> _SOURCE DOCUMENT_
◇ ◇ ◇
1. TRANSLATE the problem information

  • Given information:
    • Starting napkins: 3,600
    • Daily usage rate: 45 napkins per day
    • No restocking occurs
    • Need to find: when remaining napkins = used napkins
  • What this tells us: We need expressions for both "remaining" and "used" napkins after \(\mathrm{d}\) days

2. INFER the mathematical setup

  • Since we want remaining = used, we'll set up an equation
  • Let \(\mathrm{d}\) = number of days
  • After \(\mathrm{d}\) days: Used napkins = \(\mathrm{45d}\)
  • After \(\mathrm{d}\) days: Remaining napkins = \(\mathrm{3{,}600 - 45d}\)

3. TRANSLATE the key condition into an equation

  • "Remaining equals used" means: \(\mathrm{3{,}600 - 45d = 45d}\)

4. SIMPLIFY to solve for d

  • Add \(\mathrm{45d}\) to both sides: \(\mathrm{3{,}600 = 90d}\)
  • Divide both sides by 90: \(\mathrm{d = 3{,}600 \div 90 = 40}\)

5. Verify with alternative approach

  • INFER: If remaining = used, each portion is exactly half the total
  • Half of 3,600 = 1,800 napkins
  • Time to use 1,800 napkins: \(\mathrm{1{,}800 \div 45 = 40}\) days ✓

Answer: C (40 days)
◇ ◇ ◇
> _INPUT RECORDS_

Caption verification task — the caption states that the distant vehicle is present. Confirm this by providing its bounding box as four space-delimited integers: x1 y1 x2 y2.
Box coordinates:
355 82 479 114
◇ ◇ ◇
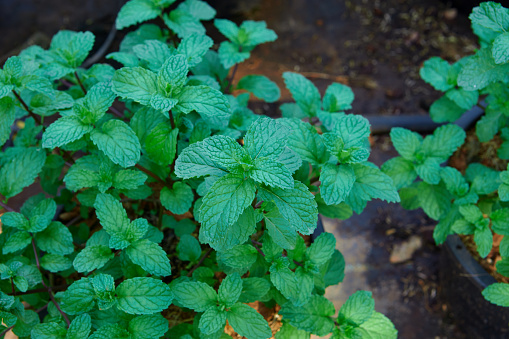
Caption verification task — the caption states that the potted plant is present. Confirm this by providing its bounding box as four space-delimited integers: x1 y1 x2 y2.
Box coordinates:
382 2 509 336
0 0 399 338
◇ ◇ ◇
> _GIVEN REQUEST 1_
Reproduce the part of the napkin problem solution starting with "5. Verify with" and going on through "C (40 days)".
> _GIVEN REQUEST 2_
Convert the rows starting with the line with "Caption verification task — the caption states that the distant" and going on through the line with "355 82 479 114" into a two-column CSV with the header instruction,coordinates. Give one CSV row per request, with its text and its answer each in a single quoted field and line breaks replaced by spaces.

> _EXPECTED OUTPUT 1_
5. Verify with alternative approach

  • INFER: If remaining = used, each portion is exactly half the total
  • Half of 3,600 = 1,800 napkins
  • Time to use 1,800 napkins: \(\mathrm{1{,}800 \div 45 = 40}\) days ✓

Answer: C (40 days)

> _EXPECTED OUTPUT 2_
instruction,coordinates
"Caption verification task — the caption states that the distant vehicle is present. Confirm this by providing its bounding box as four space-delimited integers: x1 y1 x2 y2. Box coordinates:","355 82 479 114"